*DOCUMENT EXTRACT*.
● ● ●
Files
neon/docs/rfcs/030-pageserver-controller-phase1.md
2023-09-29 18:24:24 +01:00

4.6 KiB

Pageserver Controller Phase 1: Generations

Summary

In the generation numbers RFC, it was proposed that the console/control plane would act as the central coordinator for issuing generation numbers.

That approach has not proven practical, so this RFC proposes an alternative implementation where generation numbers are managed in a different service.

Calls to generation-aware pageserver APIs like create/attach will call out to this new pageserver controller to acquire generation numbers. This service will also form the basis for satisfying future pageserver management requirements, such as coordinating sharding, doing automatic capacity balancing, and many more.

Motivation

This is a dependency for delivering high availability.

Prior art

None

Requirements

  • Provide a hook for the pageserver to use when it receives an attach/create/load API call, which will yield a generation that is safe for the pageserver to use.
  • Implement the /re-attach and /validate APIs required for the generation numbers feature to work.

Non Goals

  • This is not intended to interact with any components other than the pageserver, or to integrate with the broader control plane in any way.

Impacted Components

pageserver, pageserver controller (new)

Implementation

We may start from the minimal attachment_service used in automated tests.

Data store

For generation numbers, we need a persistent, linearizable data store. Postgres is sufficient for this: we already have postgres instances used for other control plane work.

The storage for the Pageserver Controller will be independent of other components: it might use the same physical database server but would use an independent database.
● ● ●
*WHAT TO PRODUCE*. Reproduce the passage of the pageserver controller RFC that begins with the words containing "The storage for" and ends with "an independent database.", word for word.

*DATA PROVIDED*.
● ● ●
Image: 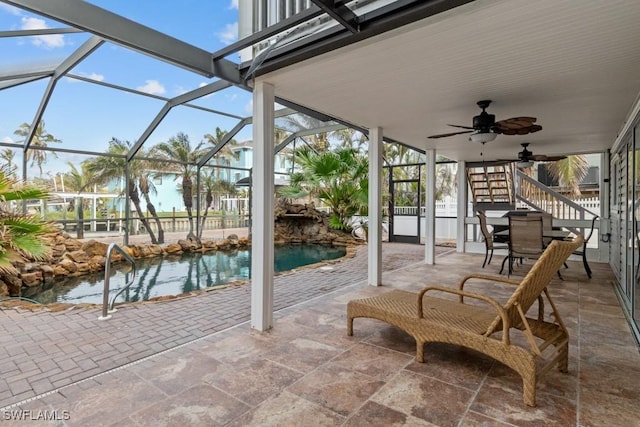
● ● ●
*SOLUTION FOR THIS PROBLEM*.
The storage for the Pageserver Controller will be independent of other components: it might use the same physical database server but would use an independent database.